───── Data provided ─────
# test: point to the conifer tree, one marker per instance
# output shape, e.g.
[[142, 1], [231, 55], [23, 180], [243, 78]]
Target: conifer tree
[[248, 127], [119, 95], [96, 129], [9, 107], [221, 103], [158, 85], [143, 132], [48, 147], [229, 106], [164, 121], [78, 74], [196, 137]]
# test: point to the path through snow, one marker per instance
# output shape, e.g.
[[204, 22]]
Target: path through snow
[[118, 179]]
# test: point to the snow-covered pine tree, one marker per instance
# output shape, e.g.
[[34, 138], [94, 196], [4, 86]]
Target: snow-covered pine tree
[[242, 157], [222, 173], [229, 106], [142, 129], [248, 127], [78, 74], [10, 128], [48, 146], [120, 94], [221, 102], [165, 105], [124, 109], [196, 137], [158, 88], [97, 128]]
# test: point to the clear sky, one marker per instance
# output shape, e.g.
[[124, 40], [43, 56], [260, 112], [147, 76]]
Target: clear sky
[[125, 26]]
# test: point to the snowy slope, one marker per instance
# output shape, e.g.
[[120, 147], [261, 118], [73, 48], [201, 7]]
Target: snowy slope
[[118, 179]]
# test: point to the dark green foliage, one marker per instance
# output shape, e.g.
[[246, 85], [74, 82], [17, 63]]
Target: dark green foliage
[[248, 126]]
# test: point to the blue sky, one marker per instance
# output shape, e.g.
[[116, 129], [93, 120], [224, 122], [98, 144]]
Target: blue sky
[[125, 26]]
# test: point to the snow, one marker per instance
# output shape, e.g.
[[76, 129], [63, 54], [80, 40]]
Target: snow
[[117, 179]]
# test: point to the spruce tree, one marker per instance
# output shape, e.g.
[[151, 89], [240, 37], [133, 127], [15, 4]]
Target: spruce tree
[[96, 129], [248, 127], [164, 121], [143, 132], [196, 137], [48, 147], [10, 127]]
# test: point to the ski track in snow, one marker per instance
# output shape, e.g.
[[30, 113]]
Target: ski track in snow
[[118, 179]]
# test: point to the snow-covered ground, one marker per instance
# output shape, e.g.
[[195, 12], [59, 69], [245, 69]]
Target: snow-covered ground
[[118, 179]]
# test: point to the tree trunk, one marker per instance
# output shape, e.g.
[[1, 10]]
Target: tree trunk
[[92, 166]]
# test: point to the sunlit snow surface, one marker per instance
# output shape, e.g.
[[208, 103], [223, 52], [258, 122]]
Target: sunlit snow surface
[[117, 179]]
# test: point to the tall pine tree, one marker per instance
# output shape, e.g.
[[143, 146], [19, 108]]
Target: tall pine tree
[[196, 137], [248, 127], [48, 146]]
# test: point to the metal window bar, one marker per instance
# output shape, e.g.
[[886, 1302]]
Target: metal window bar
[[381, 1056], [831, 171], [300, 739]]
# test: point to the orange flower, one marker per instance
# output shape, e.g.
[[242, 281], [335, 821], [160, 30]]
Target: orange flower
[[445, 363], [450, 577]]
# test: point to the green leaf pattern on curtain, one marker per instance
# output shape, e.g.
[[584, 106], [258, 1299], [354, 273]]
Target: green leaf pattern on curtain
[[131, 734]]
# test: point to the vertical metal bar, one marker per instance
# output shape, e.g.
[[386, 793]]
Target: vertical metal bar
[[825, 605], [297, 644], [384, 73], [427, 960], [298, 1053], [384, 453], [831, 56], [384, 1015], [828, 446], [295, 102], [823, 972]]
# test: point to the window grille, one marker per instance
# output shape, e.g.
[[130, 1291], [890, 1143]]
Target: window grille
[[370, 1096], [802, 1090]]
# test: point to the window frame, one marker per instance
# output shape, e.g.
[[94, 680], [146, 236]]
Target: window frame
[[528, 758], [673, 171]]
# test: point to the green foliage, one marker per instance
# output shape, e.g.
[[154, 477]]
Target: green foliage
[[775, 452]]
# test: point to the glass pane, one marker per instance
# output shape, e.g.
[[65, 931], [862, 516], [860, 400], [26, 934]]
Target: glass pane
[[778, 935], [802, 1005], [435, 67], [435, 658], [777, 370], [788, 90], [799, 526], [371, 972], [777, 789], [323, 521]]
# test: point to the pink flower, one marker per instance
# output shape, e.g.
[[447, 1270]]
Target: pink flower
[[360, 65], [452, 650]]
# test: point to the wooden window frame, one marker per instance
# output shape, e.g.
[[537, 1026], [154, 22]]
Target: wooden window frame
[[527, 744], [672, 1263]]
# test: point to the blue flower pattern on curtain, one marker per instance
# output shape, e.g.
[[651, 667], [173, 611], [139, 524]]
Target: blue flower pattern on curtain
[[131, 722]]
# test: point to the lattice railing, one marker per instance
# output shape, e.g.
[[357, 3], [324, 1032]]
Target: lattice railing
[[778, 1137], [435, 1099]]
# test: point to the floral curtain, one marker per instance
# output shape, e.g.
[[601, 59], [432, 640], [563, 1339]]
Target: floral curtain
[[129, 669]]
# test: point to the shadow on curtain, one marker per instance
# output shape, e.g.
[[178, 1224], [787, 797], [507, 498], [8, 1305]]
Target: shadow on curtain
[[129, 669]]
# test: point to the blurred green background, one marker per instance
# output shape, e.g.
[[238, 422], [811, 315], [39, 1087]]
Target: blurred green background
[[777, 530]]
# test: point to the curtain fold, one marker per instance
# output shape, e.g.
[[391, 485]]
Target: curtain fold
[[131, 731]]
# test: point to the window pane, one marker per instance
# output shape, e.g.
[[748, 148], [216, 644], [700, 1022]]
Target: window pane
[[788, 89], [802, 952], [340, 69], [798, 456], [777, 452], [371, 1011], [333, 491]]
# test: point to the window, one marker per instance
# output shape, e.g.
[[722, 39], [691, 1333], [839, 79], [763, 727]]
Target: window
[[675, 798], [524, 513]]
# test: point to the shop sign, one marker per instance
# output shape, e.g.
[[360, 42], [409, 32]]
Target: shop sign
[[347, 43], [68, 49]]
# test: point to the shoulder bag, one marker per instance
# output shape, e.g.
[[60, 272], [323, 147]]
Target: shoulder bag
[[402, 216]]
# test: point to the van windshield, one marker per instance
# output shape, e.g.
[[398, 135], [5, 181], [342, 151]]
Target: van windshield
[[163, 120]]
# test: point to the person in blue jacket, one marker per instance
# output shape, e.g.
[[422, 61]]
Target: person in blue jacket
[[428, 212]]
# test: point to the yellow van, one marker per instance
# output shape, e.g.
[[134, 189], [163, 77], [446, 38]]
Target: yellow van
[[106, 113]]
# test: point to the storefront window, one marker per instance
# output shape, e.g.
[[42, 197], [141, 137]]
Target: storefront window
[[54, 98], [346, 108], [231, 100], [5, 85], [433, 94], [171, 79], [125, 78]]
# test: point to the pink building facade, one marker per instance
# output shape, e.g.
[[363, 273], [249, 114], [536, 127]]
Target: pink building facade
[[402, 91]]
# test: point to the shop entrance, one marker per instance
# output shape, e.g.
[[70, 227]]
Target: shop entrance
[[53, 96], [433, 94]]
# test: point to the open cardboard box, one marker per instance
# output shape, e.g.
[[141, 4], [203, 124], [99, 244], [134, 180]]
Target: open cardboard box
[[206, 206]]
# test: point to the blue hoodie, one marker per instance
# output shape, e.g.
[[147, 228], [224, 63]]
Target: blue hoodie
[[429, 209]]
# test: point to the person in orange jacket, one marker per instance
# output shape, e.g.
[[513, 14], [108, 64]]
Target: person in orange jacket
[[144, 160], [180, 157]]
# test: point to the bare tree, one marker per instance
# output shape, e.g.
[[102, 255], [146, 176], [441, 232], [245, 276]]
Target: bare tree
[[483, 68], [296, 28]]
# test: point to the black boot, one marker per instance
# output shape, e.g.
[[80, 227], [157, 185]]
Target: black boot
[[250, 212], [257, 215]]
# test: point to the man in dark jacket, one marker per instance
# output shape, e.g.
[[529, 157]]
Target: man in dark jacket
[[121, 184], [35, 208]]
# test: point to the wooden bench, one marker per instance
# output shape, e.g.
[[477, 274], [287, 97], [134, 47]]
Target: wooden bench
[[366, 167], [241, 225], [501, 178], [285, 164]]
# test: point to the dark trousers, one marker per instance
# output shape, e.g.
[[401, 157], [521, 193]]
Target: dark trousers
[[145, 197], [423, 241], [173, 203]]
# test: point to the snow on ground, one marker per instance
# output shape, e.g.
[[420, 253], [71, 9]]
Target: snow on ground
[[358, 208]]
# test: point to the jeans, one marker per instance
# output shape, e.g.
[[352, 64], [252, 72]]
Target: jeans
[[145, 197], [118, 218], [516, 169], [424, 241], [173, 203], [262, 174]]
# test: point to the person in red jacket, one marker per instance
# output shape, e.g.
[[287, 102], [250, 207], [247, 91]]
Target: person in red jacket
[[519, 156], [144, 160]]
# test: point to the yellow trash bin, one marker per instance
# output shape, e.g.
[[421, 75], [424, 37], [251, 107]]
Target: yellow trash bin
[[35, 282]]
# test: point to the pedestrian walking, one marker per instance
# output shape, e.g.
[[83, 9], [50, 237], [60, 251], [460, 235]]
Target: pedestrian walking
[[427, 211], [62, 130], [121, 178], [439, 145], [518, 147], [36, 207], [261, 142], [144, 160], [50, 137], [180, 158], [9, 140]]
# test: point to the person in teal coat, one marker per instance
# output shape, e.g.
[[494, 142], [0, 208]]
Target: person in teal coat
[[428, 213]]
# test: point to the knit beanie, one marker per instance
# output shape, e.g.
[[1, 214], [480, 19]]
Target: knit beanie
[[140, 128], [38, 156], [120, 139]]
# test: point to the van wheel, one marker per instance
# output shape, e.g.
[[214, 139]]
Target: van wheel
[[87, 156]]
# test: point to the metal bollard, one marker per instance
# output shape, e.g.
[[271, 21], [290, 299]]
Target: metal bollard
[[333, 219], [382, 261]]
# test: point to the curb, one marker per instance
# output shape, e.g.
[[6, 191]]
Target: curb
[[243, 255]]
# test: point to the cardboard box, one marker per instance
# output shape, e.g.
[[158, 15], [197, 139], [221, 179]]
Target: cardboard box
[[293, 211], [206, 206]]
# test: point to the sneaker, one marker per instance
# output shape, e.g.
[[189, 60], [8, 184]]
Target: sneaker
─────
Extract verbatim the rows from the line containing "# test: point to the pink building" through the line containing "[[429, 209]]", including both of those lines.

# test: point to the pink building facade, one marker per instance
# output shape, e.g.
[[363, 273], [249, 114], [536, 127]]
Target: pink building facade
[[402, 91]]
# test: point to the shop entrance, one marker per instance
# output shape, e.g.
[[70, 227]]
Target: shop entrance
[[53, 96], [433, 94]]
# test: point to the open cardboard box, one marker per instance
# output shape, e.g.
[[141, 4], [203, 124], [99, 244], [134, 180]]
Target: open cardboard box
[[206, 206]]
# test: point to the blue hoodie, one marker per instance
# output shape, e.g.
[[147, 228], [224, 63]]
Target: blue hoodie
[[429, 209]]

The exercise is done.